=== Exercise instructions ===
The lines to copy from the data below are those that hold the string "island".

++++++++++++++++++++

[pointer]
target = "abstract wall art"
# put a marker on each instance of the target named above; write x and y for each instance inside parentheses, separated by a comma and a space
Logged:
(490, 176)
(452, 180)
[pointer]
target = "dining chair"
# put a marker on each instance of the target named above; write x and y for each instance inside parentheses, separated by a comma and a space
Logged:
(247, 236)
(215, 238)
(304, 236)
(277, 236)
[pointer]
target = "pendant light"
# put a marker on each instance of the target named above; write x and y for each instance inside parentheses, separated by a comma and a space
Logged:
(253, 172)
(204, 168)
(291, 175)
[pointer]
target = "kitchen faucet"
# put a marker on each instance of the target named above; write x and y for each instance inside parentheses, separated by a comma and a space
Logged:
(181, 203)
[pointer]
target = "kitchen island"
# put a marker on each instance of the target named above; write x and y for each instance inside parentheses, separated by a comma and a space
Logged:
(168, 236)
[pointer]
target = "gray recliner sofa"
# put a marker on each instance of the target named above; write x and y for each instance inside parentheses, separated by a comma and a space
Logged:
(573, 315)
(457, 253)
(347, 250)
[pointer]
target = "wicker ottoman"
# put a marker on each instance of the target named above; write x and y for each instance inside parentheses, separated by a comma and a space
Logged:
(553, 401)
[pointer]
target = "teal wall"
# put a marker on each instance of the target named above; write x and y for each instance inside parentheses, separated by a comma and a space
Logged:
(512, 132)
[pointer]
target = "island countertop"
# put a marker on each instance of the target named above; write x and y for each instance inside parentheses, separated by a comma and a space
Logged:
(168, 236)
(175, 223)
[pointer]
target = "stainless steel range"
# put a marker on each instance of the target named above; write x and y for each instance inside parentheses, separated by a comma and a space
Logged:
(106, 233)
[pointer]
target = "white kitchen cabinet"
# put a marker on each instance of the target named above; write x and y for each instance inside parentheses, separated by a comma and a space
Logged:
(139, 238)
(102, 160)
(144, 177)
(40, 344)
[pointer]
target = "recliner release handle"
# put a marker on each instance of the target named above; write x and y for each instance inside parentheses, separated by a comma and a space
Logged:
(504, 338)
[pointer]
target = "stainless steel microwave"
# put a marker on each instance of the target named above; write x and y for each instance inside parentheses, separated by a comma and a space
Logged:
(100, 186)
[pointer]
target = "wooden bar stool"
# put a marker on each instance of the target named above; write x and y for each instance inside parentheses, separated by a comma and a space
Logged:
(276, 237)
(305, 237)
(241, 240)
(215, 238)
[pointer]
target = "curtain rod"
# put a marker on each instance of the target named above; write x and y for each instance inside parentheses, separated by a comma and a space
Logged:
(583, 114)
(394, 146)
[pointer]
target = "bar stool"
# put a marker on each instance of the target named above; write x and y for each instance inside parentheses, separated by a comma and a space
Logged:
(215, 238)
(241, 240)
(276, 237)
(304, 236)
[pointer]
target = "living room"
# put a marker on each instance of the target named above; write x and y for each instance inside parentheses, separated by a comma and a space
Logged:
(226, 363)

++++++++++++++++++++

=== Solution to this task ===
target = "kitchen island"
target = "island countertop"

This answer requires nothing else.